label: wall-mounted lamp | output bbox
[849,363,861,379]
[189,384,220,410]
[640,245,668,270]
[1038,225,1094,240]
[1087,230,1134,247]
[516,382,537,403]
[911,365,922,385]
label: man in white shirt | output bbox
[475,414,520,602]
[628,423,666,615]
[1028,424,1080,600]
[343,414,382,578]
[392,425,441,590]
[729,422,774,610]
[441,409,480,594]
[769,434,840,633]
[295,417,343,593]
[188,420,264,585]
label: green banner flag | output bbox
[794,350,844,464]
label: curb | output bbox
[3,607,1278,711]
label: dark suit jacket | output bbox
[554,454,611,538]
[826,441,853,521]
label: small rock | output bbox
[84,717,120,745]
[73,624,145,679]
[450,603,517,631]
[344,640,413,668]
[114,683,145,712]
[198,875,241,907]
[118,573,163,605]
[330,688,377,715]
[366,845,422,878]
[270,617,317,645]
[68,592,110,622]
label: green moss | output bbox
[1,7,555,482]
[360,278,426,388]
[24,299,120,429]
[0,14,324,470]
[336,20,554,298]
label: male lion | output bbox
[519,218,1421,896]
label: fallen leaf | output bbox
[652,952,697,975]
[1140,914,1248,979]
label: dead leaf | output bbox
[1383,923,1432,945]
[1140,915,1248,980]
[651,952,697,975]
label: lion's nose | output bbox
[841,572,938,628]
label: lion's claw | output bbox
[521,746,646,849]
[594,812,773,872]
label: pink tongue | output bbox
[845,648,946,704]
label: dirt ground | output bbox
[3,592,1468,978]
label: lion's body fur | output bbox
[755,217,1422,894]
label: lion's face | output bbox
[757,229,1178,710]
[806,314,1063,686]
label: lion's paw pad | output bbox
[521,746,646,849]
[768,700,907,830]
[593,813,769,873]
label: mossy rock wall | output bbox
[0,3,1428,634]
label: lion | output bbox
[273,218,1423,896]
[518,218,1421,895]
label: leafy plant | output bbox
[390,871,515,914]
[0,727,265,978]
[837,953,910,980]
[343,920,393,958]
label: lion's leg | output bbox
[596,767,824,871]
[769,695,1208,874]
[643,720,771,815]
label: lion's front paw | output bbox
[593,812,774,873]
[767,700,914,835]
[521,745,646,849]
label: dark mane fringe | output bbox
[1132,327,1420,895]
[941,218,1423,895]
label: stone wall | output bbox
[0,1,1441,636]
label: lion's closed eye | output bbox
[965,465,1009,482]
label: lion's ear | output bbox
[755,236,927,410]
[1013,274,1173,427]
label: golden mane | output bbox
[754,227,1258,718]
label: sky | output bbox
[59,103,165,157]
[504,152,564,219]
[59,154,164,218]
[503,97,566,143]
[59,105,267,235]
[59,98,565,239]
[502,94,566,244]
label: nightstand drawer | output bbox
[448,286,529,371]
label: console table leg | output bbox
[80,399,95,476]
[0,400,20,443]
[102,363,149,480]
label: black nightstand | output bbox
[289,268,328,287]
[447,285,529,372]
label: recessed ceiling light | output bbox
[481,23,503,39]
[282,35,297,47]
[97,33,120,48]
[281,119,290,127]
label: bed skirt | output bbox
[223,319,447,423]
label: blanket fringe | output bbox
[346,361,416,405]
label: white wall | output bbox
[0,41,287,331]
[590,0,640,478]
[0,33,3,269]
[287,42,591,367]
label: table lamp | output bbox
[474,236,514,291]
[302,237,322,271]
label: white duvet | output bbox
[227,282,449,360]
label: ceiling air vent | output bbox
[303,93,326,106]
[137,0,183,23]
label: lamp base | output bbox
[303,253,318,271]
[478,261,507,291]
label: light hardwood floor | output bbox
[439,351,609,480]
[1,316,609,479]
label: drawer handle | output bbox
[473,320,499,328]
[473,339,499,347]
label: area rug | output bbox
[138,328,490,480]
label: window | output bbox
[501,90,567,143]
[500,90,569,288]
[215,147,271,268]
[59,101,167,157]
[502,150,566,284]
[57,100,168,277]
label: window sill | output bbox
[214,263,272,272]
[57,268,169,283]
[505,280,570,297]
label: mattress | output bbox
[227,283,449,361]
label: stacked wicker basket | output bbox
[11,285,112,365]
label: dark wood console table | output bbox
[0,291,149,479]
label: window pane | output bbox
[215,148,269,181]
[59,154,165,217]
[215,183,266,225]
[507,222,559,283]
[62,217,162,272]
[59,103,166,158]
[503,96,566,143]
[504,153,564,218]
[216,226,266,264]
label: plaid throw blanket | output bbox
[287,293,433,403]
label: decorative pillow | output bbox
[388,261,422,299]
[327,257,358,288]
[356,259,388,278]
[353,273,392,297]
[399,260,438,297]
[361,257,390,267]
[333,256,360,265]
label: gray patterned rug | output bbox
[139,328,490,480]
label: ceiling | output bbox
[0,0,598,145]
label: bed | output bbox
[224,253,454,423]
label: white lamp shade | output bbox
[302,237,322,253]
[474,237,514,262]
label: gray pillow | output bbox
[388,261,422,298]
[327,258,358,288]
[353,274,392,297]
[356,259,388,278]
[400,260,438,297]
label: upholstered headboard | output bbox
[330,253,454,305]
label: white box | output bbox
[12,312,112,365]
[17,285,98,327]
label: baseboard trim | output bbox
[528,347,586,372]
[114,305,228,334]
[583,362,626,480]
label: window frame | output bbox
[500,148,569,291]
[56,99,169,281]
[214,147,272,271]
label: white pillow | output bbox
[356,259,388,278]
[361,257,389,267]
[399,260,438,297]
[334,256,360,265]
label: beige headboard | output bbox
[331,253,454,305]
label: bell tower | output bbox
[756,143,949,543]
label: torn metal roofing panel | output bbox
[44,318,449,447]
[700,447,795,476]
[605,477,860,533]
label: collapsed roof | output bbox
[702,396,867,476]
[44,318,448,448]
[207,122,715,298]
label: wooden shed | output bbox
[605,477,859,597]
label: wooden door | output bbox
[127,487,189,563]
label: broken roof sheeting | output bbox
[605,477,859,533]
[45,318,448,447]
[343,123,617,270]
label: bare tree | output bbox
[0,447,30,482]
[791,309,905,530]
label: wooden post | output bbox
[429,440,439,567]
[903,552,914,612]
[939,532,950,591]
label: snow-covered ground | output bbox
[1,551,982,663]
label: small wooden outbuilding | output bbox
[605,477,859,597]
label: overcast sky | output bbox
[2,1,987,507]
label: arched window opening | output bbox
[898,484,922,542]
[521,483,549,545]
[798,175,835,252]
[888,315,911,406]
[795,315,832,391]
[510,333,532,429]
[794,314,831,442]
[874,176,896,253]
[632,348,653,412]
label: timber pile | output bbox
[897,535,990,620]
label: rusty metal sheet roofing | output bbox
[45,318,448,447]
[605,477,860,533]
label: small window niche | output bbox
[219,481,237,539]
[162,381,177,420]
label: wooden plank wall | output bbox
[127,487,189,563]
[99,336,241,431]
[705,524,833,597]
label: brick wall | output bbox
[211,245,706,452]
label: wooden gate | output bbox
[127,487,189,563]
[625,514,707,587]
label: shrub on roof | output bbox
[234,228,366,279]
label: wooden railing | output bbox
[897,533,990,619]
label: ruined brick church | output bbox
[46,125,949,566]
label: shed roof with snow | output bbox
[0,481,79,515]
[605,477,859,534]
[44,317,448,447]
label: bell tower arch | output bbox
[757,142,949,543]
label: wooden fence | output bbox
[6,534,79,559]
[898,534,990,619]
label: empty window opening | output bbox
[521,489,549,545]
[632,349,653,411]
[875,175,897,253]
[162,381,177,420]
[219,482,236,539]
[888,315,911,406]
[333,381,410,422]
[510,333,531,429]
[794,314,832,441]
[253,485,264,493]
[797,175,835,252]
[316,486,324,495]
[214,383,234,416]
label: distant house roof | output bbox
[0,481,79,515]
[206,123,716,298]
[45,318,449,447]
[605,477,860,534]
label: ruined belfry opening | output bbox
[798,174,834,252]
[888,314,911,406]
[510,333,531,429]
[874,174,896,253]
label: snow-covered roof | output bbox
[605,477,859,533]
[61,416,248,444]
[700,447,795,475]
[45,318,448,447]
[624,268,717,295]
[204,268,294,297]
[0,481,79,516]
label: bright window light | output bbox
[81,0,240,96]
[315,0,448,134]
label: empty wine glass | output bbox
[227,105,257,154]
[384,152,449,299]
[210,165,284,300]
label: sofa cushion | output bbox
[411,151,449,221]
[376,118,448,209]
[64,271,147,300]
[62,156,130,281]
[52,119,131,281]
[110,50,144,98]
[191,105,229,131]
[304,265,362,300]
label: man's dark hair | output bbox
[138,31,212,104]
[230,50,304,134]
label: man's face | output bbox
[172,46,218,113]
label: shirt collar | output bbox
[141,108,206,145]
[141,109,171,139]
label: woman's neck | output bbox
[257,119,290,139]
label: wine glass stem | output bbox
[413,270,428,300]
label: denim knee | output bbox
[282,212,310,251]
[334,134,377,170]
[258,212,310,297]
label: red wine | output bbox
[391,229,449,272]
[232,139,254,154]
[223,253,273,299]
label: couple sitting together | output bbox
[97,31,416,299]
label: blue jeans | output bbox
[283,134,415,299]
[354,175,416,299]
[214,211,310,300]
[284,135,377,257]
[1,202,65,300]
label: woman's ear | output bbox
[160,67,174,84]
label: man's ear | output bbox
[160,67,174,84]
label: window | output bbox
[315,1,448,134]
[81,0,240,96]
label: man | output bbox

**What this task involves:**
Take the line that holds "label: man's dark hair | output bbox" as the first line and the last line of the data as the final one. Retype everything between, both included, exactly.

**Your response:**
label: man's dark hair | output bbox
[138,31,212,104]
[230,50,304,134]
label: man's face | output bbox
[172,46,218,113]
label: shirt collar | output bbox
[141,108,206,145]
[141,109,171,139]
label: woman's neck | output bbox
[257,119,290,139]
label: wine glass stem | output bbox
[413,270,428,300]
label: denim knee | output bbox
[282,212,310,251]
[334,134,377,170]
[258,212,310,297]
label: red wine | output bbox
[391,229,449,272]
[232,139,254,154]
[223,253,273,299]
label: couple sitting together | output bbox
[97,31,416,299]
label: blue jeans | output bbox
[283,134,415,299]
[354,175,416,299]
[214,211,310,300]
[284,135,377,257]
[1,202,65,300]
label: woman's ear | output bbox
[160,67,174,84]
label: man's ear | output bbox
[160,67,174,84]
label: window | output bbox
[315,1,448,134]
[81,0,240,96]
label: man | output bbox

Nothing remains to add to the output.